DOCUMENT TEXT:
☆ ☆ ☆ ☆

26 Jan 2018 • on Deep-Learning Neural-Networks Machine-Learning

Deep Misconceptions about Deep Learning

I started this article with the hopes of confronting a few misconceptions about Deep Learning (DL), a field of Machine Learning that is simultaneously labelled a silver bullet and research hype. The truth lies somewhere in the middle, and I hope I can un-muddy the waters — at least a little bit.

Importantly, I hope to clarify some processes to attack DL problems and also discuss why it performs so well in some areas such as Natural Language Processing (NLP), image recognition, and machine-translation while failing at others.

Deep Learning is Not a Dark Art

Media often portrays Deep Learning as a magical recipe to the end of the world or the solution to all life’s problems. In reality, it is anything but. Moreover, while DL has its fair share of strange behaviour and unexplained results, it is ultimately meritocratically driven. By demanding proof and reasoning in your development process, you can build a robust framework amongst the unlimited number of model permutations.

DL Comic

Everything Has A Purpose (Most of the Time)

One of the first problems I see new practitioners exhibit is smashing together a few LSTM (Long Short-Term Memory) layers, a GRU (Gated Recurrent Unit) layer, and a few convolutional layers for good measure, and sitting and waiting for the magic results. Then looking on in frustration at their models 5% accuracy metric. As I will discuss later, DL requires a much more reasoned approach.

By adopting a methodology based on the integration of data, network design, and curiosity, you will be able to produce phenomenal results. I take time every day to read new papers and articles on the latest methodologies and constantly see clever ideas driving new designs.

In DL, different layers serve different purposes. This is a simple idea that is often lost among those new to the field. Moreover, while I do experiment plenty during the design process, I always test along a line of thinking. There should be a reason (or at least a hypothesis) for adding complexity. It should be checked against a measurable metric, and only then should I accept it into the ultimate design. Additionally, you should favour simpler models over complex models given that they achieve the same results. I consistently test smaller networks, either fewer neurons or fewer layers and compare them to my best design. Smaller systems also mean faster training (in some cases several orders of magnitude), which means more iterations and better ultimate design.

☆ ☆ ☆ ☆

GIVEN PROBLEM 1:
Print the records exactly as they appear, everything from the line containing "Place one point on every instance of the large" down to the line containing "[(30, 109), (552, 149), (123, 136)]", with both of those lines included.
GIVEN PROBLEM 2:
Pick up the deep learning article after its last sentence and keep writing it.

RAW DATA:
☆ ☆ ☆ ☆

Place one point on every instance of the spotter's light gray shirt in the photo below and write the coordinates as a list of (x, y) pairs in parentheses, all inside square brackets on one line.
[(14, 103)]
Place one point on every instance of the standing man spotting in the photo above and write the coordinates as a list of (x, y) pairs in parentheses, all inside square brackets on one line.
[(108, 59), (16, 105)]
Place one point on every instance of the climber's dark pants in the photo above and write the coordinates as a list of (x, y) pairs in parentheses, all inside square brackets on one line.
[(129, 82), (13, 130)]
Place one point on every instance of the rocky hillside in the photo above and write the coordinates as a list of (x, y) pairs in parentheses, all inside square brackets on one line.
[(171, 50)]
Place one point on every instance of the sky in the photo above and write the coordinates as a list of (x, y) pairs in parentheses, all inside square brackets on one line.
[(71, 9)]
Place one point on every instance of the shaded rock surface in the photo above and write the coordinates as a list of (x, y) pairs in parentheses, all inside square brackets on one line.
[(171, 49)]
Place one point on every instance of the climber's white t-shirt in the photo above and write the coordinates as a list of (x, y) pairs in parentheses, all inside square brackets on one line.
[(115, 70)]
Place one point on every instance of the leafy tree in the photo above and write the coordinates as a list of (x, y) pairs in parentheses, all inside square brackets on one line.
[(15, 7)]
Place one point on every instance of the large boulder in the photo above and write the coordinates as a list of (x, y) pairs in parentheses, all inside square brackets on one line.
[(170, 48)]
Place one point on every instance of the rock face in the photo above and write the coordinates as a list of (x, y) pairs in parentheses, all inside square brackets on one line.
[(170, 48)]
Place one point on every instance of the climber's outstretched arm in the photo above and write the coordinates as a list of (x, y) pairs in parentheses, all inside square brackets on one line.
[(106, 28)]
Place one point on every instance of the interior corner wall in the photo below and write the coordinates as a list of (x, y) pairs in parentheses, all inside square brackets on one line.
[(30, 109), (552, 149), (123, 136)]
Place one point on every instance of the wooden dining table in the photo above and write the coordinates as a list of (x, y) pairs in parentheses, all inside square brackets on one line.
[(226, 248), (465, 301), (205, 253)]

☆ ☆ ☆ ☆

RIGHT ANSWER 1:
Place one point on every instance of the large boulder in the photo above and write the coordinates as a list of (x, y) pairs in parentheses, all inside square brackets on one line.
[(170, 48)]
Place one point on every instance of the rock face in the photo above and write the coordinates as a list of (x, y) pairs in parentheses, all inside square brackets on one line.
[(170, 48)]
Place one point on every instance of the climber's outstretched arm in the photo above and write the coordinates as a list of (x, y) pairs in parentheses, all inside square brackets on one line.
[(106, 28)]
Place one point on every instance of the interior corner wall in the photo below and write the coordinates as a list of (x, y) pairs in parentheses, all inside square brackets on one line.
[(30, 109), (552, 149), (123, 136)]

RIGHT ANSWER 2:
There are tools that you can create to test a new thesis on both small and large networks, and that understanding will drive your overall knowledge of network design. As you work more and more with Neural Networks, you will better understand what drives its behaviour for a particular task. You begin to develop a map in your head of what to try and when, but only if you have the right metrics and processes to understand along the way.

The Design Process

I think of the design process the same way a child tries to build a tower of bricks, testing along the way. Poking, prodding, failing, but always testing. Is the second layer of the tower too wobbly? Should I change the base? It is helpful to think of having a limited number of blocks. The smaller the neural network, the faster you can train it, and the quicker you can test it. Only add complexity when needed.

In DL, the problem has an infinite number of possible solutions — thus, you are dealing with networks that can simulate a nearly infinite set of formulae. While the final result may be discrete, neural networks live in a world of continuous numbers. Complexity tends to explode quickly, and increased complexity demands increased control. I try to build my networks in the same way I build a new data project. For example, a simple exploratory data analysis pipeline could be:

Ingest Data → Clean Data → Transform Data → Present Data

Each of these overall blocks could involve many different steps. If I move through the process without ensuring the quality of the upstream processes, the whole system is going to fail. So I test along the way. I test everything — inputs, outputs, classes, functions. I make sure everything works individually and then together. I know this is not a groundbreaking idea, but it is worth pointing out. Once I have got one process working I move to the next and build upon it.

In Deep Learning, I start by creating the simplest model. When approaching a text-classification task, I’ll start with the simplest version of an Embed-Encode-Attend-Predict model. After seeing how that base model works, I’ll start building upon it. That could involve increasing the size of hidden layers, deepening the network, merging new networks, changing activation and initialisation, augmenting the text with Part-Of-Speech tags or other numerical data. I might have several neural networks feeding into each other to serve a different purpose, or change how the data is processed, or the text is vectorised. The list goes on.

With each step, I baseline it against my original model and my iterations along the way. This process allows me to look back at the evolution of my model, understand where it got better (or worse), and inform future iterations of the design; Always getting closer to the global minimum.

Be The Master of Your Data

Before you start experimenting with your DL model, it is essential to understand where the value lies for a given problem. There is a simple hierarchy to follow:

Data is greater than model design, and model design is greater than parameter optimisation.

If company A has ten times the data of company B, no model in this world will allow company B to best company A’s models. The same idea applies to data quality.

If I spend weeks developing a model on the back of weak data quality, it will underperform a model that I built in a few days on the back of high-quality data. Always ask yourself if you can get more data before you spend weeks on modelling. Perhaps you can change your preprocessing steps to improve the quality of the data you already have. This will often lead to quicker performance gains than one through model tweaks alone.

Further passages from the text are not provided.